======== Data for this exercise ========
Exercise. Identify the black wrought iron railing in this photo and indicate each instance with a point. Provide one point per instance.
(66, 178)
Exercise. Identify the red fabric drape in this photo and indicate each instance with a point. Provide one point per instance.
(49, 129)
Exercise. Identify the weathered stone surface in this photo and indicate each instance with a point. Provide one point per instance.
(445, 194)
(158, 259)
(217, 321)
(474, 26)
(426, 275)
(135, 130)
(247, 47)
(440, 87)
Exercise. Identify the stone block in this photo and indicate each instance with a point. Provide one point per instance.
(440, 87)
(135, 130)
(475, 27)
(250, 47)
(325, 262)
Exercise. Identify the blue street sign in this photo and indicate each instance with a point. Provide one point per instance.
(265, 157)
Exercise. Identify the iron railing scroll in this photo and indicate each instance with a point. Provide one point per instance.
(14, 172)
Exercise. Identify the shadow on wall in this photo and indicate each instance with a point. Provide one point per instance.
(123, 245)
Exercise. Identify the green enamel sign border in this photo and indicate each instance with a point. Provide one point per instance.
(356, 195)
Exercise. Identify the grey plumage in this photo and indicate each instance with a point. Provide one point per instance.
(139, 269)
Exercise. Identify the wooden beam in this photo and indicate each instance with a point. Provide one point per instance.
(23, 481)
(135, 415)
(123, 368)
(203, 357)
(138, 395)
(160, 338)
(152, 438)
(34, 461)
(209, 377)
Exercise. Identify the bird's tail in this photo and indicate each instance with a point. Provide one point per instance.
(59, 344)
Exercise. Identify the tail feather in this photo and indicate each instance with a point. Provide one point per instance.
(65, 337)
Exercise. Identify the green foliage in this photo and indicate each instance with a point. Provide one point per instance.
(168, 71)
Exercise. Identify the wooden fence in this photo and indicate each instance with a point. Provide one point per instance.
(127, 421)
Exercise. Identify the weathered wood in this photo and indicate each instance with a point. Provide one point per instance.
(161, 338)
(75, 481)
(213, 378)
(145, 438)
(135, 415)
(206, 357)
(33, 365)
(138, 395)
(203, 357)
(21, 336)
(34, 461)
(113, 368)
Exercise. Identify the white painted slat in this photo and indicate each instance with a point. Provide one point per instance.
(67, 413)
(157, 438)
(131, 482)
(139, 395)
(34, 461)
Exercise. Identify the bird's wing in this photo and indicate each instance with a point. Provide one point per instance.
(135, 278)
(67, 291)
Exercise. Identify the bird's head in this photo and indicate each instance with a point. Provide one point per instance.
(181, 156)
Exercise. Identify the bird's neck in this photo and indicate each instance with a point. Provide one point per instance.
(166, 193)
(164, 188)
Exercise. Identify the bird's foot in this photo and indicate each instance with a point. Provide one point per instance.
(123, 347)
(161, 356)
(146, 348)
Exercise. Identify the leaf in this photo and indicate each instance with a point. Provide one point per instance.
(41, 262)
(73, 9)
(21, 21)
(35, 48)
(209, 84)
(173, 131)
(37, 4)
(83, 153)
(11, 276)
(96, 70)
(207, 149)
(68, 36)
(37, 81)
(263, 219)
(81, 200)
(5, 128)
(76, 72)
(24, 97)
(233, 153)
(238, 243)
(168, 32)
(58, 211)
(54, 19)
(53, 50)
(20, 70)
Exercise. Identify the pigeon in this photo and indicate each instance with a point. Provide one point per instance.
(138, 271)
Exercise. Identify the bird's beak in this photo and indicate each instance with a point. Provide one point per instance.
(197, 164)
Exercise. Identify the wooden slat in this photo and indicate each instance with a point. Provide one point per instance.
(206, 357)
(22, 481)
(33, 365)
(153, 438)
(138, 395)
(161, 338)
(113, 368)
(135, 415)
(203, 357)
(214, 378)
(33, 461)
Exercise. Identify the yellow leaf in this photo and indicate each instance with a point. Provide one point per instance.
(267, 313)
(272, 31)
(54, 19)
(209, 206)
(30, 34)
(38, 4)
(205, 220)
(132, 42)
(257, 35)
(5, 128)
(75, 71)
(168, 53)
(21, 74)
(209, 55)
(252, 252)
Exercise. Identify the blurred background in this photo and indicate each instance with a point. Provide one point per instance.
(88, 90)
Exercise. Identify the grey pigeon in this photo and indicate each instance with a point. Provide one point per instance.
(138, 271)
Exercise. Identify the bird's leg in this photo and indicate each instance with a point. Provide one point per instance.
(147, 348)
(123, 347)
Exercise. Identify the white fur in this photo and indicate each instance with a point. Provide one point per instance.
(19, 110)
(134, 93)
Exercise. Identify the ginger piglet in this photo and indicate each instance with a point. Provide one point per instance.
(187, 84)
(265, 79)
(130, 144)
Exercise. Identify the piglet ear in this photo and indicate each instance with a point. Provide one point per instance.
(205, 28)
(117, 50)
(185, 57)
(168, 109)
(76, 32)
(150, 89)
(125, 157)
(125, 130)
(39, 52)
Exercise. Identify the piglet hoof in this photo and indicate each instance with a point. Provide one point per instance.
========
**Stated exercise**.
Emit the records above again, exactly, with no line skipped.

**Task response**.
Exercise. Identify the black wrought iron railing in this photo and indicate each instance with a point. Provide one point per instance.
(66, 178)
Exercise. Identify the red fabric drape in this photo and indicate each instance with a point. Provide one point per instance.
(49, 129)
Exercise. Identify the weathered stone surface in this photo and indicate each instance with a point. Provide one point per instance.
(445, 194)
(158, 259)
(217, 321)
(474, 26)
(426, 275)
(135, 130)
(247, 47)
(440, 87)
Exercise. Identify the stone block in this photo and indicate each instance with a point. Provide one point per instance.
(440, 87)
(135, 130)
(475, 27)
(250, 47)
(325, 262)
Exercise. Identify the blue street sign in this photo and indicate each instance with a point. Provide one point per instance.
(265, 157)
Exercise. Identify the iron railing scroll in this photo and indicate each instance with a point. Provide one point per instance.
(14, 172)
Exercise. Identify the shadow on wall in this photo and indicate each instance with a point. Provide one point per instance.
(123, 245)
Exercise. Identify the green enamel sign border in this photo and indicate each instance with a point. Provide one point per instance.
(356, 195)
Exercise. Identify the grey plumage in this photo and indicate each instance with a point. Provide one point per instance.
(139, 269)
Exercise. Identify the wooden beam in this photo and indicate each instance with a point. Provide one point per instance.
(23, 481)
(135, 415)
(123, 368)
(203, 357)
(138, 395)
(160, 338)
(152, 438)
(34, 461)
(209, 377)
Exercise. Identify the bird's tail in this photo and indicate each instance with a point. Provide one point per instance.
(59, 344)
Exercise. Identify the tail feather in this photo and indicate each instance with a point. Provide one point per instance.
(65, 337)
Exercise. Identify the green foliage in this photo and indicate each instance with a point. Provide one point per instance.
(168, 71)
Exercise. Identify the wooden fence in this photo and indicate each instance with a point. Provide one point per instance.
(127, 421)
Exercise. Identify the weathered wood in this photo and indicate each instance with a point. Provide one point per instance.
(161, 338)
(75, 481)
(213, 378)
(145, 438)
(135, 415)
(206, 357)
(33, 365)
(138, 395)
(203, 357)
(21, 336)
(34, 461)
(113, 368)
Exercise. Identify the white painted slat in this photo and indicate each instance with a point. Provide one point per instance.
(67, 413)
(157, 438)
(131, 482)
(139, 395)
(34, 461)
Exercise. Identify the bird's wing in this photo and indicate each instance with a point. Provide one point per instance.
(135, 278)
(67, 291)
Exercise. Identify the bird's head in this photo and indicate each instance with a point. Provide one point per instance.
(181, 156)
Exercise. Identify the bird's neck in this photo and indicate each instance with a point. Provide one point per instance.
(166, 193)
(164, 188)
Exercise. Identify the bird's foot in this photo and indicate each instance with a point. Provide one point per instance.
(123, 347)
(161, 356)
(146, 348)
Exercise. Identify the leaf in this photo and indicate each instance with a point. Provide one point per instance.
(41, 262)
(73, 9)
(21, 21)
(35, 48)
(209, 84)
(173, 131)
(37, 4)
(83, 153)
(11, 276)
(96, 70)
(207, 149)
(68, 36)
(37, 81)
(263, 219)
(81, 200)
(5, 128)
(76, 72)
(24, 97)
(233, 153)
(238, 243)
(168, 32)
(58, 211)
(54, 19)
(53, 50)
(20, 70)
Exercise. Identify the pigeon in this photo and indicate each instance with a point. Provide one point per instance.
(138, 271)
Exercise. Identify the bird's beak in this photo and indicate each instance with a point. Provide one point per instance.
(197, 164)
Exercise. Identify the wooden slat in this photo and indicate each instance with a point. Provide one point per instance.
(206, 357)
(22, 481)
(33, 365)
(153, 438)
(138, 395)
(161, 338)
(113, 368)
(135, 415)
(203, 357)
(214, 378)
(33, 461)
Exercise. Identify the yellow leaf in this photo and indicate each instance with a point. Provide one point per instance.
(267, 313)
(272, 31)
(54, 19)
(209, 206)
(30, 34)
(38, 4)
(205, 220)
(132, 42)
(257, 35)
(5, 128)
(75, 71)
(168, 53)
(21, 74)
(209, 55)
(252, 252)
Exercise. Identify the blurred background in this photo and indicate each instance with a point. Provide one point per instance.
(88, 90)
Exercise. Identify the grey pigeon in this photo and indicate each instance with a point. Provide one point per instance.
(138, 271)
Exercise. Identify the bird's leg in this photo and indicate each instance with a point. Provide one point per instance.
(147, 348)
(123, 347)
Exercise. Identify the white fur in this photo and indicate each instance with a point. Provide one point per instance.
(19, 110)
(134, 93)
Exercise. Identify the ginger piglet in this photo and indicate each instance with a point. Provide one point per instance.
(187, 84)
(265, 79)
(130, 144)
Exercise. Identify the piglet ear in this photo and indicate each instance with a point. Provide one point per instance.
(205, 28)
(117, 50)
(185, 57)
(168, 109)
(76, 32)
(150, 89)
(125, 157)
(125, 130)
(39, 52)
Exercise. Identify the piglet hoof in this photo and indicate each instance with a point. Provide one point per instance.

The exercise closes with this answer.